§ GIVEN RECORDS:
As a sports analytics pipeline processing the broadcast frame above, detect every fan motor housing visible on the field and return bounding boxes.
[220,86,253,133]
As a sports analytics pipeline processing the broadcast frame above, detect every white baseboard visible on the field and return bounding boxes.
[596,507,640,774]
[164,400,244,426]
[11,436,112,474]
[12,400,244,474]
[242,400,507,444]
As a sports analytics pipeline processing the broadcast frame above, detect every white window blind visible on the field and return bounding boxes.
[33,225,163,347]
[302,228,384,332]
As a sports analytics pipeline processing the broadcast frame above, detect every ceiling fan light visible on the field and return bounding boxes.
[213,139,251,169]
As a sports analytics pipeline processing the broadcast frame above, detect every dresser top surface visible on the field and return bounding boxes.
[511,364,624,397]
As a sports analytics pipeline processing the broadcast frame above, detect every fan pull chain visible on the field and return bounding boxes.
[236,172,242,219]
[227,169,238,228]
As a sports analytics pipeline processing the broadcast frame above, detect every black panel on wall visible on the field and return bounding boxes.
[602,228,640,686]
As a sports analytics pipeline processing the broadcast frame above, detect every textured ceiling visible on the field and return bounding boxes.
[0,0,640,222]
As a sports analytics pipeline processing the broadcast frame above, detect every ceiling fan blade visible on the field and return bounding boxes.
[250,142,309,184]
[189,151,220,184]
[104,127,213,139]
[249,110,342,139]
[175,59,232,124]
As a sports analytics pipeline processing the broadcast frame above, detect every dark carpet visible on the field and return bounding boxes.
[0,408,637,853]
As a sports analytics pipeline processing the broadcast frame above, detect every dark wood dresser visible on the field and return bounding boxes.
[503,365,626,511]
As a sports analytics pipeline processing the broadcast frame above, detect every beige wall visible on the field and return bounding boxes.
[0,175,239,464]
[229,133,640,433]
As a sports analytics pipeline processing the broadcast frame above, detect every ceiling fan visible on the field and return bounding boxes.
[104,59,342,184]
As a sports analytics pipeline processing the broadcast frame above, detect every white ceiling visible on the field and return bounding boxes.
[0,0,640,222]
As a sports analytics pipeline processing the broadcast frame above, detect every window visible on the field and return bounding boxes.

§ AIM: Render the material from its first line through the line containing "[0,408,637,853]" as a JSON list of strings, one string per line, with blank lines left out.

§ TASK RESPONSE:
[
  "As a sports analytics pipeline processing the broadcast frame above, detect every fan motor housing visible on the field and return bounding boxes.",
  "[220,86,253,133]",
  "As a sports analytics pipeline processing the broadcast frame above, detect every white baseboard visible on the field and return bounding boxes.",
  "[596,507,640,774]",
  "[164,400,244,426]",
  "[11,436,112,474]",
  "[12,400,244,474]",
  "[242,400,507,444]",
  "As a sports analytics pipeline processing the broadcast frame above, detect every white window blind visible on the field and return bounding boxes.",
  "[33,225,163,347]",
  "[302,228,384,332]",
  "As a sports analytics pipeline processing the broadcast frame above, detect every ceiling fan light visible on the field and return bounding boxes.",
  "[213,139,251,169]",
  "As a sports analytics pipeline processing the broadcast frame above, detect every dresser top surface visible on the field and return bounding boxes.",
  "[511,364,624,397]",
  "As a sports analytics pipeline processing the broadcast frame above, detect every fan pull chain visible on the field and return bounding boxes.",
  "[236,172,242,219]",
  "[227,169,238,228]",
  "As a sports analytics pipeline processing the broadcast frame above, detect every black panel on wall visible on the field and return bounding boxes.",
  "[602,228,640,686]",
  "As a sports analytics pipeline processing the broadcast frame above, detect every textured ceiling visible on the field and return bounding boxes.",
  "[0,0,640,222]",
  "As a sports analytics pipeline processing the broadcast frame above, detect every ceiling fan blade visible on the field and return bounding boxes.",
  "[250,142,309,184]",
  "[189,151,220,184]",
  "[104,127,213,139]",
  "[249,110,342,139]",
  "[175,59,232,124]",
  "As a sports analytics pipeline processing the broadcast frame above, detect every dark carpet visible on the field and return bounding boxes.",
  "[0,408,637,853]"
]